■ **TASK DETAILS**:
Omit every picture. Return all other data as it stands.

■ **DATA EXTRACTS**:
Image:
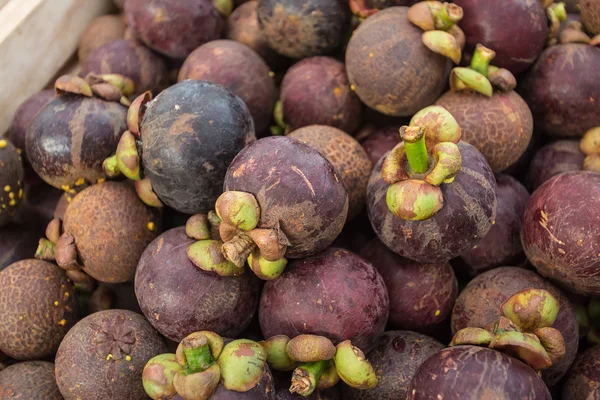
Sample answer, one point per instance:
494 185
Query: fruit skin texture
31 288
316 91
239 69
479 304
560 235
184 154
71 136
499 127
502 245
481 372
466 217
553 159
396 358
559 88
346 155
300 29
179 299
296 187
403 76
97 375
583 381
421 295
335 294
174 28
32 380
111 214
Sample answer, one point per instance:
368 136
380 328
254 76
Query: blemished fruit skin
560 235
481 372
479 303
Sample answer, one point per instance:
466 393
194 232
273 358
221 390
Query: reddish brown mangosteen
432 197
174 29
39 307
421 295
33 380
346 155
493 117
477 372
396 66
300 29
110 349
147 70
479 305
502 245
239 69
335 294
316 91
559 234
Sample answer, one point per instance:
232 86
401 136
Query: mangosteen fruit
560 243
174 29
433 196
480 302
300 29
239 69
346 155
32 380
39 307
316 91
421 295
109 349
335 294
480 372
502 244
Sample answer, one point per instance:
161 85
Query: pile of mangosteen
321 199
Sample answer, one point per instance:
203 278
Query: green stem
416 151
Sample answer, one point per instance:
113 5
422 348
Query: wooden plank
37 37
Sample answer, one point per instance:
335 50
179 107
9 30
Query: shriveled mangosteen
316 91
493 117
479 372
109 349
421 295
174 29
39 307
71 135
299 29
394 66
33 380
396 358
12 175
335 294
560 236
479 305
125 57
502 244
181 143
239 69
432 197
346 155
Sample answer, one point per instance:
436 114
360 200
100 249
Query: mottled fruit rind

■ **WORKED SOLUTION**:
Image:
Sample answer, one point per instance:
494 185
Query: fruit skin texture
31 288
316 91
239 69
479 304
560 235
184 154
71 136
499 127
502 245
481 372
466 217
553 159
396 358
559 88
346 155
300 29
179 299
296 187
403 76
97 375
583 381
421 295
335 294
174 28
32 380
111 214
Sample answer, one point per instance:
368 136
380 328
254 76
Query: blemished fruit skin
560 235
481 372
479 303
Sample answer, one point per instance:
466 393
194 232
273 358
221 390
Query: reddish brown mangosteen
432 197
174 29
39 307
421 295
33 380
346 155
493 117
477 372
396 66
300 29
110 349
147 70
479 305
502 245
239 69
335 294
316 91
559 234
Sample answer, one point per instance:
232 86
401 136
Query: mangosteen fruit
560 243
174 29
433 196
480 302
300 29
239 69
346 155
32 380
39 307
316 91
421 295
109 349
335 294
480 372
502 244
Sample answer, one point per instance:
161 85
Query: pile of mangosteen
321 199
Sample answer, one point per instance:
203 278
Query: green stem
416 151
Sample answer, one point per instance:
113 5
422 348
Query: wooden plank
37 37
Sample answer, one point per instance:
335 50
179 107
9 30
Query: shriveled mangosteen
316 91
493 117
479 372
109 349
421 295
174 29
39 307
71 135
299 29
394 66
33 380
396 358
12 175
335 294
560 236
479 305
125 57
502 244
181 143
239 69
432 197
346 155
Sample answer, one point per instance:
436 114
360 200
100 249
Query: mottled fruit rind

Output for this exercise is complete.